→ DIRECTION
Print the following lines exactly as they appear.

####################

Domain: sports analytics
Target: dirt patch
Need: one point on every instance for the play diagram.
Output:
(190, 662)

####################

→ FINAL RESULT
Domain: sports analytics
Target: dirt patch
Need: one point on every instance for the play diagram.
Output:
(190, 662)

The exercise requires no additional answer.